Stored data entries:

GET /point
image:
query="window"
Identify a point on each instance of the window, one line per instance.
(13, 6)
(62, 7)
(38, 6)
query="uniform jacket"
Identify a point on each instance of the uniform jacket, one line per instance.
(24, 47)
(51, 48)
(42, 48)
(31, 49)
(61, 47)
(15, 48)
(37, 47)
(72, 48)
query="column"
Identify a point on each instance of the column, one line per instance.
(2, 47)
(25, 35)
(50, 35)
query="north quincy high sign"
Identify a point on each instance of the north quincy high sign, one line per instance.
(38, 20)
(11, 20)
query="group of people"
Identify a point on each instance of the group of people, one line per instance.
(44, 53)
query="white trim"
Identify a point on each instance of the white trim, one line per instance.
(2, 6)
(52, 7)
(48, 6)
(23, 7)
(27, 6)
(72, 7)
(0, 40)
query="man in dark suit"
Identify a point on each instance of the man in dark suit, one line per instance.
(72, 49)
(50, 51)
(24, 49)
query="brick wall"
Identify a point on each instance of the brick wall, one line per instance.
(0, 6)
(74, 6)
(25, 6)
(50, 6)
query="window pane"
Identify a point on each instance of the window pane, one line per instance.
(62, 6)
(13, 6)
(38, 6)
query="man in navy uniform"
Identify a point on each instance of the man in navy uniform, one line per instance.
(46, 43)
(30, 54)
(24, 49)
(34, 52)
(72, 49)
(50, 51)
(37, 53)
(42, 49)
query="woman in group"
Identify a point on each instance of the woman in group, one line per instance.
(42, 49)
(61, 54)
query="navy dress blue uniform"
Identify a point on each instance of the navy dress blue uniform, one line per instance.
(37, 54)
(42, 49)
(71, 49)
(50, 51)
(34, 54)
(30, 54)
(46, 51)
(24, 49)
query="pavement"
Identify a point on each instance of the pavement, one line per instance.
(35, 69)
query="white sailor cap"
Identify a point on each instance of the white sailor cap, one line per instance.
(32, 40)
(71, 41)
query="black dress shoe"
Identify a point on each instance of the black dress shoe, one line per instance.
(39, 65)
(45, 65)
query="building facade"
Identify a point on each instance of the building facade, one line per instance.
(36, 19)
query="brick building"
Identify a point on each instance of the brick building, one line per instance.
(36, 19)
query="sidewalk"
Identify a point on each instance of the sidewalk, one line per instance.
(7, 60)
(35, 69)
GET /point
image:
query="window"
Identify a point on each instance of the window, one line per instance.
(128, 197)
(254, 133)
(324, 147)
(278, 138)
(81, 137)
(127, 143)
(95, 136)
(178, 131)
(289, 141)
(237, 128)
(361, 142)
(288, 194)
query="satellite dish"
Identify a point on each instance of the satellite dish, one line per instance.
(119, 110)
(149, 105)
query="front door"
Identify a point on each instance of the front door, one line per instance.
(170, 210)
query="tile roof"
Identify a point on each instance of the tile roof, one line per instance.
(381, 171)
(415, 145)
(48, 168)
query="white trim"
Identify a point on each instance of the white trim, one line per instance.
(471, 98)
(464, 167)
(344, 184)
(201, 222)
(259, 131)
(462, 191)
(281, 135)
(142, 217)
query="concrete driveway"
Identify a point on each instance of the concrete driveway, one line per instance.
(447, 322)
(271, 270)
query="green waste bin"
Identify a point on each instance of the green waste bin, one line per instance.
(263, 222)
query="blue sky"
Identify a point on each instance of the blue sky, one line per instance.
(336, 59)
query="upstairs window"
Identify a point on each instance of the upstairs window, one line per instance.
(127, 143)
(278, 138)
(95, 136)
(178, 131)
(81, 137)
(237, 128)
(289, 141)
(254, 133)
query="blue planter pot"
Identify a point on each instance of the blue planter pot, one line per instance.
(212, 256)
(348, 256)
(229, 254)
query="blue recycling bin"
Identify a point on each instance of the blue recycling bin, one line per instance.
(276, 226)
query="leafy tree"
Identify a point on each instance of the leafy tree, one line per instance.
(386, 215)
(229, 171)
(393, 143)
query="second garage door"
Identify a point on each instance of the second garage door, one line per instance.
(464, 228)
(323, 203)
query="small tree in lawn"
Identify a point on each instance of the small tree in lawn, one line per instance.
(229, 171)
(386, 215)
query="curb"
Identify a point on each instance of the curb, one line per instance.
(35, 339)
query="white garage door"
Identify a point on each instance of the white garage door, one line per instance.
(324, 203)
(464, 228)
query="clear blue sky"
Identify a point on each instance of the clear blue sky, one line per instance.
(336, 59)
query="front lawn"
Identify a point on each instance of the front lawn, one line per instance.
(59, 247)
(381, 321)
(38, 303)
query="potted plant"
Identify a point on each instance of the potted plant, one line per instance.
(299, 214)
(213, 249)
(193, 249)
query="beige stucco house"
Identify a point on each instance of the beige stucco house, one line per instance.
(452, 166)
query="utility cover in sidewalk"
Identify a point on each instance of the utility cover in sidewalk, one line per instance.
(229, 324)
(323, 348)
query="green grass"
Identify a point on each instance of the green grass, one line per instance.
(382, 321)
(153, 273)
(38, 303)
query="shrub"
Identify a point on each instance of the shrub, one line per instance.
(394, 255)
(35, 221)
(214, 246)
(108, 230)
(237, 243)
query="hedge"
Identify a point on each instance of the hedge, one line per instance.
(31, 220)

**PROBLEM TO WORK ON**
Nothing in the data above should change. Please copy it all.

**ANSWER BELOW**
GET /point
image:
query="window"
Identify a point on each instance of the window, one line per instance.
(13, 6)
(62, 7)
(38, 6)
query="uniform jacket"
Identify a point on each instance of the uniform jacket, one line per instance.
(24, 47)
(51, 48)
(42, 48)
(31, 49)
(61, 47)
(15, 48)
(37, 47)
(72, 48)
query="column"
Identify a point on each instance of the column, one line per instance.
(2, 47)
(25, 35)
(50, 35)
query="north quincy high sign"
Identify a point on each instance of the north quincy high sign, one line per instance.
(38, 20)
(11, 20)
query="group of people"
Identify a point on each instance of the group of people, one line per instance.
(44, 53)
query="white trim"
Identify a point on each instance of the white trim, one line per instance.
(2, 6)
(52, 7)
(48, 6)
(23, 7)
(27, 6)
(72, 7)
(0, 40)
query="man in dark suit"
Identify a point on each instance of the man in dark suit, one line per instance.
(72, 49)
(50, 51)
(24, 49)
query="brick wall"
Identify a point on each instance of the brick wall, one line per instance.
(0, 6)
(74, 6)
(25, 6)
(50, 6)
query="window pane"
Identify a point on each instance of the window pane, one line per instance.
(62, 6)
(13, 6)
(38, 6)
query="man in navy uniform"
Identify a point on each instance of the man in navy uniform, one line per instance.
(46, 43)
(30, 54)
(24, 49)
(34, 52)
(72, 49)
(50, 51)
(37, 53)
(42, 49)
query="woman in group"
Identify a point on each instance of the woman in group, one line per instance.
(42, 49)
(61, 54)
query="navy dress blue uniform"
Identify a point on each instance of the navy dress blue uniform, one line per instance.
(37, 54)
(42, 49)
(71, 49)
(50, 51)
(34, 54)
(30, 54)
(46, 51)
(24, 49)
query="pavement"
Identify a point on each instance of the pavement, one line per instance.
(35, 69)
query="white sailor cap"
Identify a point on each instance of the white sailor cap, one line per instance.
(32, 40)
(71, 41)
query="black dress shoe"
Identify a point on each instance of the black dress shoe, one line per instance.
(39, 65)
(45, 65)
query="building facade"
Identify a point on each instance of the building facade, one line per instance.
(36, 19)
query="brick building"
Identify a point on each instance of the brick building, one line per instance.
(36, 19)
query="sidewalk"
Identify a point on each instance of the sidewalk, one line per instance.
(7, 60)
(35, 69)
GET /point
image:
query="window"
Identify a point on each instance of the window, one line per instance.
(128, 197)
(254, 133)
(324, 147)
(278, 138)
(81, 137)
(127, 143)
(95, 136)
(178, 131)
(289, 141)
(237, 128)
(361, 142)
(288, 194)
query="satellite dish"
Identify a point on each instance of the satellite dish, one line per instance.
(119, 110)
(149, 105)
query="front door"
Identify a point on each instance of the front door, one line per instance.
(170, 210)
query="tile roof"
Identify a point on each instance of the tile roof, one line per instance.
(381, 171)
(415, 145)
(48, 168)
query="white trim"
Identify a point on each instance of the white trim, one line per instance.
(471, 98)
(464, 167)
(344, 184)
(201, 222)
(259, 131)
(462, 191)
(281, 135)
(142, 217)
query="concrete driveway"
Identify a point on each instance of the concrete driveway, one line per instance.
(447, 322)
(271, 270)
query="green waste bin"
Identify a point on each instance of the green waste bin, one line per instance.
(263, 222)
query="blue sky"
Identify a point on each instance of the blue sky, one line per instance.
(336, 59)
query="upstairs window"
Identify a point on each instance of the upstairs window, one line per instance.
(127, 143)
(278, 138)
(95, 136)
(178, 131)
(81, 137)
(237, 128)
(289, 141)
(254, 133)
query="blue planter pot"
Identify a point on each instance of the blue planter pot, one line per instance.
(212, 256)
(348, 256)
(229, 254)
query="blue recycling bin"
Identify a point on each instance of the blue recycling bin, one line per instance.
(276, 226)
query="leafy tree"
Identify a point on each instance of the leafy tree, one line per instance.
(386, 215)
(229, 171)
(393, 143)
query="second garage door"
Identify a point on each instance of the second garage door, one line per instance.
(464, 228)
(323, 203)
query="small tree in lawn"
Identify a point on each instance of the small tree in lawn, one line per instance.
(229, 171)
(386, 215)
query="curb"
Identify a point on each instance of the curb, one line per instance.
(35, 339)
query="white garage door"
Identify a point on each instance of the white garage door, one line per instance.
(324, 203)
(464, 228)
query="clear blue sky"
Identify a point on each instance of the clear blue sky, one line per instance.
(336, 59)
query="front lawn"
Identify a point on each instance of the front lawn, one line per instance.
(59, 247)
(381, 321)
(38, 303)
query="potted plant"
Identify a point on each instance of the potted plant, one line per instance.
(299, 214)
(213, 249)
(193, 249)
query="beige stucco house"
Identify a point on each instance of the beige stucco house, one line per instance.
(452, 166)
query="utility cover in sidewalk"
Identify a point on each instance of the utility cover in sidewalk, one line per instance.
(229, 324)
(323, 348)
query="green grass"
Identify a point on each instance of the green grass, one line per instance.
(382, 321)
(153, 273)
(38, 303)
query="shrub"
Identify a point on each instance of the shrub, one line per instance.
(394, 255)
(35, 221)
(214, 246)
(108, 230)
(237, 243)
query="hedge"
Identify a point on each instance of the hedge, one line per instance.
(31, 220)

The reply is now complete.